=== 提供された文章 ===

これまで、ユーザーヒアリングの具体的なやり方、新規事業立ち上げ時のタスク課題狙い目となる事業案の考え方、アイデアのネタを増やす方法筋が良く見えるアイデアの考え方新規事業おすすめ本プライシングの基礎的な考え方新規事業と人事評価などを主張してきました。

独自の理論を主張するのではなく、既に世の中で幾分検索されている/流通している考え方やノウハウと、自分が無知状態から新規事業の立ち上げを何度も経験し体系化してきた内容の"差分"を意識してコンテンツとして、新規事業の立ち上げに関する理論を主張してきました。

"新規事業"に付随するKWとKW別の記事のタイトルとコンテンツとして差分を整理していた内容

新規事業の立ち上げは、論理(セクシーな道筋)によって事業内容が変わり、論理がセクシーであれば最適なやり方で実現できます。とはいえ、どのような職務分野でも基礎となる理論(結果論から導ける体系的な知識)はあるわけで、理論がフレームワークとして存在しています。

つい先日、ノバセルがYoutube広告運用の在り方を再定義した運用支援サービスをリリースしていました。既存事業のラクスルで運用・研究されてきた成果が出るやり方を踏襲し理論化したサービスです。

===

- **目的**: 新規事業の立ち上げについての文章を、最後の文に続けて書き継いでください。 このあとの記録は参照しなくてかまいません。

=== 記録の抜粋 ===

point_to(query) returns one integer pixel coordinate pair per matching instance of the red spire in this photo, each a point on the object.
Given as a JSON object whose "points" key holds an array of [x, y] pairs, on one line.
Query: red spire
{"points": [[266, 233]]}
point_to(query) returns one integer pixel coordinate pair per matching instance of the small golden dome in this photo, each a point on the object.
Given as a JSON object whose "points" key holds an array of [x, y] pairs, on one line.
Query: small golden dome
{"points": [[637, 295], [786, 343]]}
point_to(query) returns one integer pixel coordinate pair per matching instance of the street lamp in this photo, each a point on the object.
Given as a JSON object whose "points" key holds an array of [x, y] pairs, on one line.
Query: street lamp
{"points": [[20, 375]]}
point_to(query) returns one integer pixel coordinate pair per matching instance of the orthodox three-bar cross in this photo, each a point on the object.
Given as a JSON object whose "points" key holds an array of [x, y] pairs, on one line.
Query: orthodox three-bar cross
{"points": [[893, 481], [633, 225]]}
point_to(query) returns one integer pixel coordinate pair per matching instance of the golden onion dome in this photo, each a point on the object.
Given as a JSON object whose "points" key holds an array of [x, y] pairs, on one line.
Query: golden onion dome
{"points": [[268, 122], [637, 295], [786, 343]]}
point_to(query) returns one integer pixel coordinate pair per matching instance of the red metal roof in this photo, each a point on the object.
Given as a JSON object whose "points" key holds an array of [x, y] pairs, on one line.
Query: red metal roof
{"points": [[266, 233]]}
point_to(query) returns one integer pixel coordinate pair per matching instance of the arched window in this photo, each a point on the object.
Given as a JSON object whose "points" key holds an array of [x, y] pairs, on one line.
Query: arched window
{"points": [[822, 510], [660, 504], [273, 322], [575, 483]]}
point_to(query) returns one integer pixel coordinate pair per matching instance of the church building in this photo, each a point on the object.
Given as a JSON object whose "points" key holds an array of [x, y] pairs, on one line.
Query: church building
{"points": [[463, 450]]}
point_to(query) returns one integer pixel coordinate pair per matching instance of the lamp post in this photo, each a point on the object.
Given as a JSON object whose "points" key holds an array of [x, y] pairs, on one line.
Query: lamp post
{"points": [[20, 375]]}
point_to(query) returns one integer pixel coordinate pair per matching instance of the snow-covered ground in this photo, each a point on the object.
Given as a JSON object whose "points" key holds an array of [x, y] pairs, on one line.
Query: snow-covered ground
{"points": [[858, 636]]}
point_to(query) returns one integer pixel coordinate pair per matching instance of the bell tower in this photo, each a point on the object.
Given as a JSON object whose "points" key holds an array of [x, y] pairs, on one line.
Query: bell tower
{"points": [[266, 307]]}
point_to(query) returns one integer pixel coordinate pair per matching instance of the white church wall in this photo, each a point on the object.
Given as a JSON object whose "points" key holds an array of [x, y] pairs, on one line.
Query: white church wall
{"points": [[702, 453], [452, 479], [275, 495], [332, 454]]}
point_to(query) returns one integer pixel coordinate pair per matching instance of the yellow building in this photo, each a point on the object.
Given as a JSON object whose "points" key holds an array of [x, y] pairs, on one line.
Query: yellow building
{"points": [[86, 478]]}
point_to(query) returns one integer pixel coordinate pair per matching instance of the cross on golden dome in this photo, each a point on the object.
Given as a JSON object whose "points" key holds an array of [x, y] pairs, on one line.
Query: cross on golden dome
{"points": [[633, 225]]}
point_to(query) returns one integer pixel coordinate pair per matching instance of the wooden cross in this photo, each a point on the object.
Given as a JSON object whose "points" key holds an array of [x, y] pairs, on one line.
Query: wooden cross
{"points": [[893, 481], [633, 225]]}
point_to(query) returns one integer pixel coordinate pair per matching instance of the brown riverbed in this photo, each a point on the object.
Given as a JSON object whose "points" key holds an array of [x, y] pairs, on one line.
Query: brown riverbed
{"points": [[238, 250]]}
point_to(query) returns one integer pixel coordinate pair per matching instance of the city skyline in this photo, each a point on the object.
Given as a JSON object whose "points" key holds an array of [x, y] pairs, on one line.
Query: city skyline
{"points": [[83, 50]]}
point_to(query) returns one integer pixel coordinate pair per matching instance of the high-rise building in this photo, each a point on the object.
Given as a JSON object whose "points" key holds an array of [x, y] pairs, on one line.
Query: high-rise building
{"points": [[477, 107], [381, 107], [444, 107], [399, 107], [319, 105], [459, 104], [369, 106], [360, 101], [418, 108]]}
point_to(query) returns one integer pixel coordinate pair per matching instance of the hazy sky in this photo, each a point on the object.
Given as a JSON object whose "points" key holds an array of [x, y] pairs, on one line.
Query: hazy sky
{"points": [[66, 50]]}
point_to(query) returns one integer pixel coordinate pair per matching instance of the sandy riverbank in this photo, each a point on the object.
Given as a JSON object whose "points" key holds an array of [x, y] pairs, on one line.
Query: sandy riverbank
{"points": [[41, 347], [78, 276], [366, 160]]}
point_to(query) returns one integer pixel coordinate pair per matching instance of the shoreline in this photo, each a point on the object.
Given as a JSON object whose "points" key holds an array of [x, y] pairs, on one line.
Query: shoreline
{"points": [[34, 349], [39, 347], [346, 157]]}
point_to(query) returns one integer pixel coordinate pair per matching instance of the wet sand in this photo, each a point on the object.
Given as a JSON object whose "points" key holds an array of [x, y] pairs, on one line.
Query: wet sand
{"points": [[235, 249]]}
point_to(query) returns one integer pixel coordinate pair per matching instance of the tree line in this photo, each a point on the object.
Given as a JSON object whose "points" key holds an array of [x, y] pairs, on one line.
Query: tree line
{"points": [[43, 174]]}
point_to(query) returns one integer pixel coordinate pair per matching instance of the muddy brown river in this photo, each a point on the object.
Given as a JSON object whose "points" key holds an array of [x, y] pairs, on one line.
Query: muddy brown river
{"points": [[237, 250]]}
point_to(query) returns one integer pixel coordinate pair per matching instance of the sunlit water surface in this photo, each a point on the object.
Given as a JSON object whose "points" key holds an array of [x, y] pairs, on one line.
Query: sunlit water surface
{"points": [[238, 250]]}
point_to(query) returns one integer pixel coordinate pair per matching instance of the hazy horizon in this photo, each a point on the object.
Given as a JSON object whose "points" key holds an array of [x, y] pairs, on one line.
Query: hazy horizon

===

- **実施結果**:
理論は、常に改善・再定義され続け、「xx理論を活用したyy手法によって従来のzzz効果を削減/効率/改善/改革」というのは、普遍的に受け入れられ、大きな損失を防ぐための方法として受け入れられると考えます。

フランチャイズでは大きな金銭損失を、フレームワークは業務の失敗損失を、コンサルティングは時間損失を。

前置きが長くなりましたが、新規事業立ち上げにおいてもセクシーな論理とセクシーな理論を掛け合わせる事で、事業の成功確度の向上に加え、事業の失敗確度を下げ、失敗しても質が高い失敗をできると考えるので、本記事では、新規事業立ち上げにおける理論を纏めました。

立ち上げプロセス.0.アイデアの発想

新規事業のアイデア立案は、①既存事業の何らかの資産を活用した周辺/隣接領域への参入、②新たな領域やビジネスモデルで立ち上げる、2つの切り口があります。

1.既存事業の周辺市場/隣接市場への参入

1については、既存事業のどんな資産を既に存在するどの市場へ参入し(参照:資料a)、どれくらいまでの事業規模を目指すのかを具現化していきます。

資料a:既存事業を軸にした市場拡大の考え方

M&Aで既存事業の周辺市場に拡大した事例にはなりますが、最近、連続的に年商5億円以下程のWeb/IT関連の会社を買収しているエフコード社の成長戦略がそれに該当すると考えます。

エフコード社のIR資料より引用

<記事挿入>上場企業のM&Aの成長戦略をxx社調べてみた

具体的に何を基準に考えていくかですが、下記の様なマトリクスで既存事業を整理してみると事業の方向性が定まりやすいです。詳細についてはこちらの記事で解説しています。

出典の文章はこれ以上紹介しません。